> **Written task A**:
Answer these questions about the excerpt on Douglas Harding:
(i) What is the title of the little classic in which Harding first introduced Western readers to his way of inner seeing?
(ii) In what year was that book first published in its original form?
(iii) When did an expanded version come out?

Beyond Vision
From Chapter Six: Douglas Harding
The British writer and teacher Douglas Harding, who was fully sighted in more ways than one, taught a remarkably direct and immediate method of seeing into our real nature. He first introduced Western readers to this new way of inner seeing, actually a very, very old way rediscovered at intervals across the millennia, in his little classic On Having No Head. It was published in its original form in 1961. An expanded version brought out in the early 1970s was very widely read and much discussed among seekers of various persuasions.

> **Written task B**:
Rewrite the named object pointing records from their first line through the line containing "[[305, 179]]", replacing "thickest" with "widest" and leaving everything else as it is. Return only those lines.

(Named object pointing entries)

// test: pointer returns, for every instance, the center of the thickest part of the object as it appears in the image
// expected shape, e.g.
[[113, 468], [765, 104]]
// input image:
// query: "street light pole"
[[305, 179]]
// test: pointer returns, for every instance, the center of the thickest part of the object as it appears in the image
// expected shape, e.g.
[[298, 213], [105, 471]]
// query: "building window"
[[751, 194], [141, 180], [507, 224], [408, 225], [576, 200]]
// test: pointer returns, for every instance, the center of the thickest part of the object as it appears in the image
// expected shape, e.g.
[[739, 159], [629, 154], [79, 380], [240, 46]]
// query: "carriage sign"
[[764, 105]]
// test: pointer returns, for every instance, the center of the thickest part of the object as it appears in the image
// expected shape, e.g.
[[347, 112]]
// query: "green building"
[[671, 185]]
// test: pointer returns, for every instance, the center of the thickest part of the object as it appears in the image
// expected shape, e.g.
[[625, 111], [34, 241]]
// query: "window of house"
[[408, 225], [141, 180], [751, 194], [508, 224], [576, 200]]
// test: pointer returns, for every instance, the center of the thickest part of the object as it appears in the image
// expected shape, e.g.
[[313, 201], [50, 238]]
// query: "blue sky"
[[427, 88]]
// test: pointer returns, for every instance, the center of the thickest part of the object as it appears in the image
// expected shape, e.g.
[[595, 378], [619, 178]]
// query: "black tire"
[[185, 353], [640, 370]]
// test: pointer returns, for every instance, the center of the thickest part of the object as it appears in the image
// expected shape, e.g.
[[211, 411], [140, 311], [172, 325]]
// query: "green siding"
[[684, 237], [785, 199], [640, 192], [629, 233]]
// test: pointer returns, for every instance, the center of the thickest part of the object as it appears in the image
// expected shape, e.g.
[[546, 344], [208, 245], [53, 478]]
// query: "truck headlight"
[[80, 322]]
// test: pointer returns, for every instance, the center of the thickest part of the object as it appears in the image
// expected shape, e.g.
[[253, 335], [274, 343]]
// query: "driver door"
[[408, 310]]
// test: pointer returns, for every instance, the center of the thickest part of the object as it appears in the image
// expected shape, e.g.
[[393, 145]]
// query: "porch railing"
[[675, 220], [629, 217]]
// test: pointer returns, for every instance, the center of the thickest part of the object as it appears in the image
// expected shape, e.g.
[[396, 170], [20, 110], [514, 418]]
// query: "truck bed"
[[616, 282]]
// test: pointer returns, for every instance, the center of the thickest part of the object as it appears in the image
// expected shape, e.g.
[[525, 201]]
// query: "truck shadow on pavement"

> **Final result A**:
(i) On Having No Head
(ii) 1961
(iii) In the early 1970s

> **Final result B**:
// test: pointer returns, for every instance, the center of the widest part of the object as it appears in the image
// expected shape, e.g.
[[113, 468], [765, 104]]
// input image:
// query: "street light pole"
[[305, 179]]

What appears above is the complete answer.